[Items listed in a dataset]
━━━━━━━━━━━━━━━━━━━━━━━━━━━━━━

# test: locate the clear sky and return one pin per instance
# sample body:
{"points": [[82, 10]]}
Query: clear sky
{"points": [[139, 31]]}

━━━━━━━━━━━━━━━━━━━━━━━━━━━━━━

◆ WHAT THE EXERCISE ASKS:
Write out all of the lines above again, requests included, and offset each point coordinate in the answers by adding 119 to it.

◆ RESULT OF THIS EXERCISE:
# test: locate the clear sky and return one pin per instance
# sample body:
{"points": [[82, 10]]}
Query: clear sky
{"points": [[258, 150]]}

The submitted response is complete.